*** GIVEN INFORMATION Section Begins ***
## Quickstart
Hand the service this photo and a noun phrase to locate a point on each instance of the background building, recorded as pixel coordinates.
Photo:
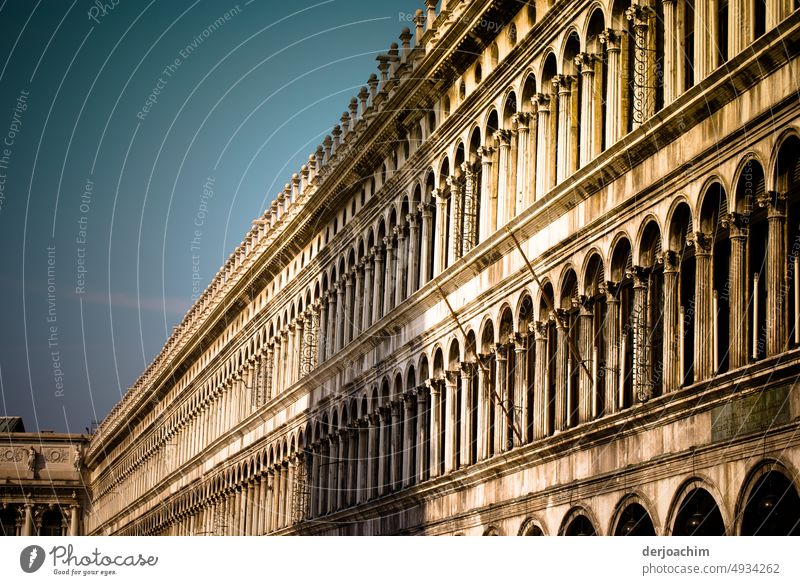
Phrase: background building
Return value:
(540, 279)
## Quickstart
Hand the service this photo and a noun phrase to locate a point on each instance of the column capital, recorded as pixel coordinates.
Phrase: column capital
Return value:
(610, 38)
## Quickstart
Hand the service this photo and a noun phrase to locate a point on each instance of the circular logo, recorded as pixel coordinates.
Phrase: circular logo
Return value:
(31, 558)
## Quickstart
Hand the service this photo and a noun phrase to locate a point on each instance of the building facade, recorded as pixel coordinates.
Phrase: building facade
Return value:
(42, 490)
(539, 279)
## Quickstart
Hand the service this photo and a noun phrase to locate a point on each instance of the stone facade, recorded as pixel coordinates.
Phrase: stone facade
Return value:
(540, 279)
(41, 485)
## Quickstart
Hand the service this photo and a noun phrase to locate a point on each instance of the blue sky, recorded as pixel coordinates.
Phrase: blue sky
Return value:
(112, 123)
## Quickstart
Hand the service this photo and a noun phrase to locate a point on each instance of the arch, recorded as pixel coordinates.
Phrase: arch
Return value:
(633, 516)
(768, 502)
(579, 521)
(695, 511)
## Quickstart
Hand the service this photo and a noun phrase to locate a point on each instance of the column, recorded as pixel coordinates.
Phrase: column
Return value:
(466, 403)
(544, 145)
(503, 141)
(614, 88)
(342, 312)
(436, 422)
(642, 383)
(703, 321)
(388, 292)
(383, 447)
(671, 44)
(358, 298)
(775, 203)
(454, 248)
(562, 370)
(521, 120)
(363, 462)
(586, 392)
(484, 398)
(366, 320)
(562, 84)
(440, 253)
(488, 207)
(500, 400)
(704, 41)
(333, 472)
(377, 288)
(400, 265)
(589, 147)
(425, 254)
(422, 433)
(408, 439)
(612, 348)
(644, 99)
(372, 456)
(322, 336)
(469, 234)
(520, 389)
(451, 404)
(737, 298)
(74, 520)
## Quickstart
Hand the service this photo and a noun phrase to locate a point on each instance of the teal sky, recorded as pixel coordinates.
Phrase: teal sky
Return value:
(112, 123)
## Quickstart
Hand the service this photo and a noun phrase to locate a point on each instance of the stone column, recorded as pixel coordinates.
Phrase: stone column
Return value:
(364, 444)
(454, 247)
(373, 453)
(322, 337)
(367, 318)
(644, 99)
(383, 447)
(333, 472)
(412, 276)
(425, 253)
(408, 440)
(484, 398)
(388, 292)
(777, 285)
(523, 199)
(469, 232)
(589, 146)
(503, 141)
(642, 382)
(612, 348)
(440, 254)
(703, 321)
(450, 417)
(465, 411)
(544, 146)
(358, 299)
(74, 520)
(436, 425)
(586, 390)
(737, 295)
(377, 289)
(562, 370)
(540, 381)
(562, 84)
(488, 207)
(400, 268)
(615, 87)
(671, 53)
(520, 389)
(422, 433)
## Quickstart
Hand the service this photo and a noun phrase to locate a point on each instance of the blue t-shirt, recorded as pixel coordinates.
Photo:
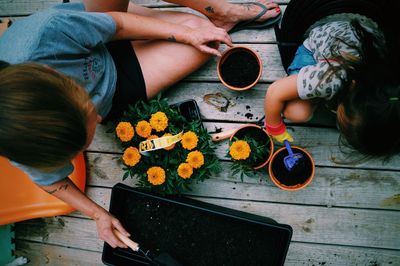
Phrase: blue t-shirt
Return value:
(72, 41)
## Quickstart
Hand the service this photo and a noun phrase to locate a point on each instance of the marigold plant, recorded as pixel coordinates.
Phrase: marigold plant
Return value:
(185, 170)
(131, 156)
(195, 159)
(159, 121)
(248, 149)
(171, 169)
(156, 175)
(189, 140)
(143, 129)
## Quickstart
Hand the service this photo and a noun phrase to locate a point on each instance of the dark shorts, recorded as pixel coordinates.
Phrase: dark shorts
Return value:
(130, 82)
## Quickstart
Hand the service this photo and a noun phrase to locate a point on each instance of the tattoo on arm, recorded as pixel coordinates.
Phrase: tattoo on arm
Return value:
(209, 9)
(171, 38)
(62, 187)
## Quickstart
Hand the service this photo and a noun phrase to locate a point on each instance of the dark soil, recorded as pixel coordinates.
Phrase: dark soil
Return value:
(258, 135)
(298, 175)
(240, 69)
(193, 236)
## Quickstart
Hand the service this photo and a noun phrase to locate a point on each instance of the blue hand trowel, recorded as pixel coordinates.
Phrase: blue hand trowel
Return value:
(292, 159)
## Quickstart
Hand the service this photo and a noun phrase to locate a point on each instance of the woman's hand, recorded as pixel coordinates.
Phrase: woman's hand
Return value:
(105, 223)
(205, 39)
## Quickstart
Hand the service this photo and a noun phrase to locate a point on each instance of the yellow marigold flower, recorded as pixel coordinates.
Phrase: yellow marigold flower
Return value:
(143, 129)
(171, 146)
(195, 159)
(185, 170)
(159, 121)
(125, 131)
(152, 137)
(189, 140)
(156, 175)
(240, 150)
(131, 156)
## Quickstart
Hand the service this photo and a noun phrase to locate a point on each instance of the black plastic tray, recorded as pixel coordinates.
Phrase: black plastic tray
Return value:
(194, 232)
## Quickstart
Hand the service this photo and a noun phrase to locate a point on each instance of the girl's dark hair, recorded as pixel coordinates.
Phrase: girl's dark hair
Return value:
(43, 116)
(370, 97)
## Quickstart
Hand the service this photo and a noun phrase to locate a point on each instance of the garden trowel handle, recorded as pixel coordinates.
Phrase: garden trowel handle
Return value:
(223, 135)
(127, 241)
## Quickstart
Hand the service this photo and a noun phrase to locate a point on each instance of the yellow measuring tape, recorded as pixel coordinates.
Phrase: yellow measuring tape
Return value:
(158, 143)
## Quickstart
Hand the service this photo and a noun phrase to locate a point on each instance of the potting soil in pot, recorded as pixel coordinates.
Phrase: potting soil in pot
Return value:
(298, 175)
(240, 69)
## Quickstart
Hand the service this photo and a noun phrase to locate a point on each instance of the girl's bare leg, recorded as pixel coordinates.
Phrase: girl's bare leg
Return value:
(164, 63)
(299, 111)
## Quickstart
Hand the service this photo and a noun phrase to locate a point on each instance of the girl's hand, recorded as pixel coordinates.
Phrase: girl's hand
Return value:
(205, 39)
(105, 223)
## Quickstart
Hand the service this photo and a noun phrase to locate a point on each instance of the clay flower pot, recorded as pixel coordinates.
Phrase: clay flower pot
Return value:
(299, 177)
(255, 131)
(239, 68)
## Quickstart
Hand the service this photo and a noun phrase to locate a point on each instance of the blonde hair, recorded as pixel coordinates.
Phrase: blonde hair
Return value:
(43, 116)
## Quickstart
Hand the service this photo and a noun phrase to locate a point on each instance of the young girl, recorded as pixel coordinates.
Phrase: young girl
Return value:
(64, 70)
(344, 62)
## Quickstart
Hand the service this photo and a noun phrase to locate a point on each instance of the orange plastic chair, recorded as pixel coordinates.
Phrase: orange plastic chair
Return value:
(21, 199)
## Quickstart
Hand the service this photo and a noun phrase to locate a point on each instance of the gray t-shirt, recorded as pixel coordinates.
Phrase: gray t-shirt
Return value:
*** GIVEN INFORMATION Section Ends ***
_WORK TO COMPLETE_:
Wherever the string "black" appears in the data above, report the whole line.

_RESPONSE FOR THIS EXERCISE_:
Hand the service this photo and a noun phrase to locate a point on each instance of the black plastic tray, recorded as pixel coordinates.
Phrase: black plastic tray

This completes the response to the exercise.